抜粋文>
^^^^

大部分のNSAsは、SFCRにおいてソルベンシーII指令第54条(1)に基づく主要な(状況の)進展を示すいかなる会社も特定しなかった。

しかしながら、1つのケースが観察され、この会社は、TTPの2つの再計算と第2のMAポートフォリオに対する承認を公表した。この会社はまた、関連するリスクフリー金利の期間構造にVAを適用する承認を開示したが、その変更は重要ではないと考えて、詳細な分析は提供しなかった。これらの3つの開示は、独自のイニシアティブによって行われた。

7つの NSAsは、会社がSFCRにおいて、次の会計年度の最初の日に行われた調整部分の減少の見積りの影響を反映した個々のケースを観察した(技術的準備金の計算における移行措置の適用に関する情報の開示についての2016年12月21日のEIOPA意見-この見解は、会社のソルベンシー・ポジションに重要な影響を与える場合、次の会計年度の最初の日に行われた調整部分の減少による見積りの影響の開示を推奨している)。
 

3―市場やステークホルダーの反応

3―市場やステークホルダーの反応

1|市場やメディアの反応
(1)市場の反応
大部分のNSAsは、措置の影響を公衆に開示した後に、何らの市場反応も観察しなかった。残りの国々からは、以下の反応が観察されている。

・欧州全体のLTG措置の開示に関する一般的な考察を提供する記事をプレスする。

・いくつかの市場アナリストは、移行措置非適用でのソルベンシー比率のランキングを公表した。

大部分のNSAsは、LTG措置と株式リスク措置の影響について開示された情報が、保険契約者/投資家/市場アナリストによってどのように認識されたかに関する関連する証拠は報告しなかった。残りの国々のうち、2つのNSAsは、いくつかの市場アナリストは移行措置非適用のソルベンシー比率に焦点を当てていると言及している。別のNSAは、LTG措置の影響に関する情報は、市場アナリストによって極めて注目すべき関心レベルで認識されており、そのような措置の適用がソルベンシー・ポジションに大きな影響を及ぼす可能性のある状況を評価するために有用であると考えられている、と指摘した。

(2)報道内容
ソルベンシーIIデータの公衆開示に関する報道については、NSAsの大多数が、ソルベンシーIIデータの公衆開示について殆ど又は全く報道していなかった、と指摘した。報道が観察されたところでは、主なメッセージは次のとおりだった。

・一部のNSAsは、TTPが議論の主要な焦点であり、MAについても言及していると指摘した。

・1つのNSAは、観察された報道が、LTG措置及び株式リスク措置のない数字に焦点を当てていることを指摘した。他のNSAsは、報道が、LTG措置及び株式リスク措置を報告内に含めるか、又は措置の有無ベースの両方を報告したと述べた。

・記事やプレゼンテーションは、例えばプレゼンテーション、ページ数及び説明の点において、公表されたSFCRの不均質性について述べていた。

・一部の報道は、最初の報告期間に関して作成されたSFCRに対して批判的だった。

・その他の報道は、ドイツ、ルクセンブルグ、オランダ、英国などの管轄区域内の結果を分析した。

^^^^

一覧>
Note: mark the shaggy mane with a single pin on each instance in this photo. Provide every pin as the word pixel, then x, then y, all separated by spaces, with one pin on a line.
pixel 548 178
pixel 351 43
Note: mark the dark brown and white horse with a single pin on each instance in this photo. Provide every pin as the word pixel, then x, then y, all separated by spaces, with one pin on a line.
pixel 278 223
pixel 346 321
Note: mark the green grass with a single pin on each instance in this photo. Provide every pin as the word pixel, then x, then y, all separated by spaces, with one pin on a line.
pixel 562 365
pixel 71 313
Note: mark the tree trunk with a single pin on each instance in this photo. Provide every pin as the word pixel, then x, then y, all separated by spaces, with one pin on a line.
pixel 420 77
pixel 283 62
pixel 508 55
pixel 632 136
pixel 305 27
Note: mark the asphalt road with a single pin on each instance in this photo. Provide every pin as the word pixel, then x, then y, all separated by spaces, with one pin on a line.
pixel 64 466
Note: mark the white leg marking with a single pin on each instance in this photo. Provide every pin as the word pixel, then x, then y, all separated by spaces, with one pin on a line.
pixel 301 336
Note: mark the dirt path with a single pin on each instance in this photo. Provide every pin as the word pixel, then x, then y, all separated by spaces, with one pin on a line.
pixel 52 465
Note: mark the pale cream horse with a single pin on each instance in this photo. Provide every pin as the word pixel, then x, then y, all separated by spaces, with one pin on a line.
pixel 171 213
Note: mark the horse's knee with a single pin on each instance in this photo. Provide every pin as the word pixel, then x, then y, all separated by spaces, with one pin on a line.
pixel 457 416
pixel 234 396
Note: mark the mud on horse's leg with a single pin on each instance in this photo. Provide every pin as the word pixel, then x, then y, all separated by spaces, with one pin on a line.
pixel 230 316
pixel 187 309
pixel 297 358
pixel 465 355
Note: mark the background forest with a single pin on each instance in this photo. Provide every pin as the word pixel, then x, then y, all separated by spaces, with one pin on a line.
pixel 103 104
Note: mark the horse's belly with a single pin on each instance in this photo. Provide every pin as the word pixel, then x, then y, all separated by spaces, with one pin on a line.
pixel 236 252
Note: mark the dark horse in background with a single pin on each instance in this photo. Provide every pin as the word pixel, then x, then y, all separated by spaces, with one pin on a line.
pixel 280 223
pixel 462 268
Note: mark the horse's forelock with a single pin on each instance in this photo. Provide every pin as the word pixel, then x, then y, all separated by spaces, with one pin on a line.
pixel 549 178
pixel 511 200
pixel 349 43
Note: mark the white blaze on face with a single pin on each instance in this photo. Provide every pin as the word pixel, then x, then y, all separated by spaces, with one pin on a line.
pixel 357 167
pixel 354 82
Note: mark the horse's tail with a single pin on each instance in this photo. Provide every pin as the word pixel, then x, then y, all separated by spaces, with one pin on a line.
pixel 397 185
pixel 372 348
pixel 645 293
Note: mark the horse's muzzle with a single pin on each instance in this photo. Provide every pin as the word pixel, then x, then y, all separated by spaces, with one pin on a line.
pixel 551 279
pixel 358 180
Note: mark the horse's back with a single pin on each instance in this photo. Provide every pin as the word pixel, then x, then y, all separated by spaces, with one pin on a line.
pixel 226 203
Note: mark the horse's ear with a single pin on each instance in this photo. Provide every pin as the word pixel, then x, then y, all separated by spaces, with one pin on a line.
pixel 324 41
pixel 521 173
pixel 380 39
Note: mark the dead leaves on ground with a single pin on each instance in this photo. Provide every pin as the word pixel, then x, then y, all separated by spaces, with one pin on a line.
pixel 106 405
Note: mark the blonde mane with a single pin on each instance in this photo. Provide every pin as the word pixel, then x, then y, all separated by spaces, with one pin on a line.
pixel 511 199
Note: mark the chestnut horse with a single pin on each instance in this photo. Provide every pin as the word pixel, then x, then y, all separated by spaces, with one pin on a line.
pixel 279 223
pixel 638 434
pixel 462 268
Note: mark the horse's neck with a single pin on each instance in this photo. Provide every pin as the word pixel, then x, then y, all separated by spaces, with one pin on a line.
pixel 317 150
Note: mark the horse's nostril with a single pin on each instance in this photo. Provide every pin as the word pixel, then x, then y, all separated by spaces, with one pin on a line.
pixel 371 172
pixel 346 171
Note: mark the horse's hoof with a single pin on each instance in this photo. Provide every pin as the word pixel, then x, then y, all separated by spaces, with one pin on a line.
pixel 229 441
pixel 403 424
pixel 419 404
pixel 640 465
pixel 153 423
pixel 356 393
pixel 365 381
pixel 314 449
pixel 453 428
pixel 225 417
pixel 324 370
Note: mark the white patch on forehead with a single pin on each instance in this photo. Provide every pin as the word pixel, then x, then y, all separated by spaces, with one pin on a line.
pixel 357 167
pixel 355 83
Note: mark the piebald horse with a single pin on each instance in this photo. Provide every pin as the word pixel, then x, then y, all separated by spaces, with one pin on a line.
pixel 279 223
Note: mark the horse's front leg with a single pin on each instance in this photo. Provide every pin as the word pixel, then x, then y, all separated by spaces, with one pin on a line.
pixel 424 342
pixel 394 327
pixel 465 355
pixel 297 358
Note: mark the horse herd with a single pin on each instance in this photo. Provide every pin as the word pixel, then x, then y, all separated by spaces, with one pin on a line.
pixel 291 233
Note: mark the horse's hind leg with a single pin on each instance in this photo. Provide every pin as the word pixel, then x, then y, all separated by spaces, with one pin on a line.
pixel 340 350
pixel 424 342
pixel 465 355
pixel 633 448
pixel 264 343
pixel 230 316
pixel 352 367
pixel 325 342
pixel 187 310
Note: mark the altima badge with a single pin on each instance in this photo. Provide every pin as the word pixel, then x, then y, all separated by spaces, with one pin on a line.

^^^^

課題>
ソルベンシーIIの公衆開示に関する文章を、最後の文の後から書き継ぎなさい。 一覧はここでは用いない。

結果>
(3)メディアの反応
NSAsはまた、会社が資本要件を遵守するために措置に依存している場合に関して、メディアの関心のレベルについて尋ねられた。多くのNSAsは、いかなるローカル会社も資本要件を遵守するために措置には依存していないと指摘した。

NSAsがメディアのコメントを観察したところでは、大部分は、関心が低いか又は非常に低いと指摘した。

4つのNSAsが中程度の関心を観測した。4つの中程度の回答のうちの3つは、措置のいくつかのみに関するものだった。彼らは、TTPを関心事項として挙げ、1つのNSAは、MAがメディアの中程度の関心であると述べた。
2|ステークホルダーの反応
(1)調査概要
会社のSFCRにおけるLTG措置のプレゼンテーションに関するステークホルダーの認識を理解するために、格付機関、アクチュアリー協会、ジャーナリスト、コンサルティング会社、消費者協会及び投資家、アナリストを含む選択されたステークホルダーにアンケートを配布した。また、2017年9月には、措置の公衆開示について議論する目的でワークショップが開催された。ワークショップには、監査人、格付機関、アナリスト、ジャーナリスト、アクチュアリー協会、消費者保護協会の代表者が参加した。

(2)アンケートの結果
アンケートへの回答では、参加者は、特にソルベンシー・ポジションへの影響に関して、措置に関する透明性の重要性を強調した。全体として、第1回目の公表物は満足であるとみなされたが、情報の完全性と比較可能性に関する不十分さが確認された。いくつかのケースで、文脈の中でさらなる定性的な情報無しに定量的な情報を有するだけでは不十分であるということも言及された。

(3) ワークショップでの議論
ワークショップでは、いくつかのトピックが詳細に議論された。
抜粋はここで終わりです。